What the task asks:
Report every line of the listing below in which the string "outline" appears.
Start of Material to process
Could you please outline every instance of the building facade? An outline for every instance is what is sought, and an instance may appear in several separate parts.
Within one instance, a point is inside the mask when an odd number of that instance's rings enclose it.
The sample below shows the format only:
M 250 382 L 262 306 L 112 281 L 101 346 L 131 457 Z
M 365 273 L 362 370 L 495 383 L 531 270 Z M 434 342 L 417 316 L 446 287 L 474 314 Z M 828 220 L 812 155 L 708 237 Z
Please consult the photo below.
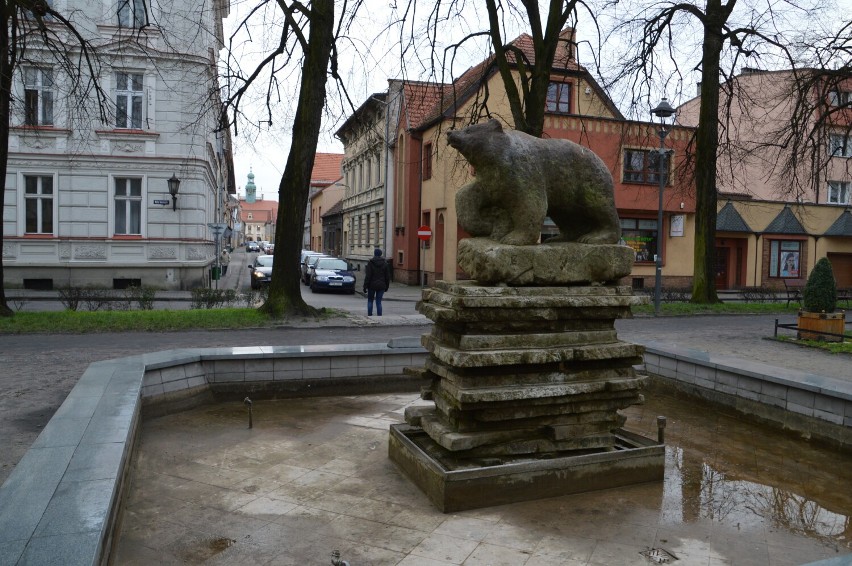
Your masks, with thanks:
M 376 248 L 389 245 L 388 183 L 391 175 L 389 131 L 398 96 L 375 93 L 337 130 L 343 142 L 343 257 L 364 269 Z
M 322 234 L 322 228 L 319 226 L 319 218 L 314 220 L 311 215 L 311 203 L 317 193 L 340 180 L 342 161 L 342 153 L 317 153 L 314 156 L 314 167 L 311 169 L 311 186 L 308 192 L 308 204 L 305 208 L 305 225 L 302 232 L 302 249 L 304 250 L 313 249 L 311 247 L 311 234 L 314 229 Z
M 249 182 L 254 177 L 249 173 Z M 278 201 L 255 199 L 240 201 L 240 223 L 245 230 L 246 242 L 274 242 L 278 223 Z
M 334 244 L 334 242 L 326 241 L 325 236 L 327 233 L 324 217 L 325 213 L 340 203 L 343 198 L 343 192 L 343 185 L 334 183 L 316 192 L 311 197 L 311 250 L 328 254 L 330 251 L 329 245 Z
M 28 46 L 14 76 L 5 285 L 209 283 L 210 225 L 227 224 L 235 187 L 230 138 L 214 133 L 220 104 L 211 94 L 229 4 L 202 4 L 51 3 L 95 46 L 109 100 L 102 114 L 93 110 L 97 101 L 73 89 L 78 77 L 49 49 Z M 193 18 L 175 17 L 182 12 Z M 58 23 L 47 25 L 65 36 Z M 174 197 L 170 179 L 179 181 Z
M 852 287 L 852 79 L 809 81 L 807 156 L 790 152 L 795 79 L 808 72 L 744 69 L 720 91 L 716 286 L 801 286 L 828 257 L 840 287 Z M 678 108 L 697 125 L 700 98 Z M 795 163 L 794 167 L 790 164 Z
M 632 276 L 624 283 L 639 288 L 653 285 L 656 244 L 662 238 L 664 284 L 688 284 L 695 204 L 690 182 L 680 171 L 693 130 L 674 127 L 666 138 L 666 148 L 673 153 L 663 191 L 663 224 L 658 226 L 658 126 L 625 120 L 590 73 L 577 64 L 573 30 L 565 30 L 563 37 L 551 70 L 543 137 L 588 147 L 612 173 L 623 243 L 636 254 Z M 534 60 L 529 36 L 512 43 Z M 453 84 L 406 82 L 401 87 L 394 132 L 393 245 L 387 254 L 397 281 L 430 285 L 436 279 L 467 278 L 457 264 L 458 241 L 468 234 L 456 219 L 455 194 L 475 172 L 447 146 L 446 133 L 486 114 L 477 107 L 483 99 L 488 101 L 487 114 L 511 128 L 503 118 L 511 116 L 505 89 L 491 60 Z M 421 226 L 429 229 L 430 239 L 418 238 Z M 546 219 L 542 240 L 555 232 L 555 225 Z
End of Material to process
Start of Material to process
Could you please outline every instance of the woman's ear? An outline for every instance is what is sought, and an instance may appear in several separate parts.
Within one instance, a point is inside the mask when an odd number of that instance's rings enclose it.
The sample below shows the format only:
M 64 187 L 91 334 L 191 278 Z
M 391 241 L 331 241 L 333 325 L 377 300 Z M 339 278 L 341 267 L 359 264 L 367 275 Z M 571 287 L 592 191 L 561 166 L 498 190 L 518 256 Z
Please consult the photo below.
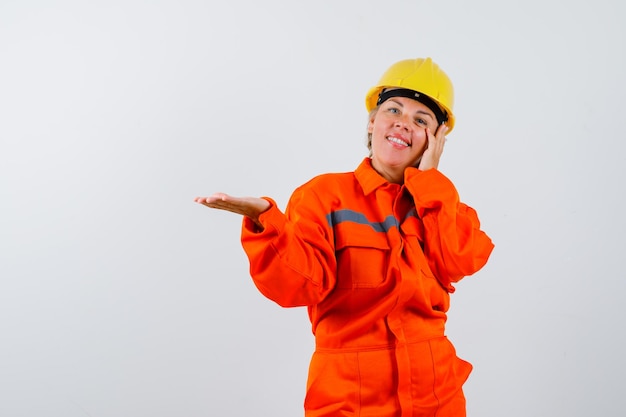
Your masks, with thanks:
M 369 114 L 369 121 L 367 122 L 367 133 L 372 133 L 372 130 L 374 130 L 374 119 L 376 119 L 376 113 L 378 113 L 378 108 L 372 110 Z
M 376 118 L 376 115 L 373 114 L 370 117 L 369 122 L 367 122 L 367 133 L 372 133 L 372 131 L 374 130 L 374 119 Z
End of Material to process
Finished exercise:
Could you please outline every instance of the building facade? An outline for every instance is what is sought, and an instance may appear in several separate parts.
Could you please outline every instance of the woman's ear? An outline for every instance is what is sought, and an instance may appear in several separate parts.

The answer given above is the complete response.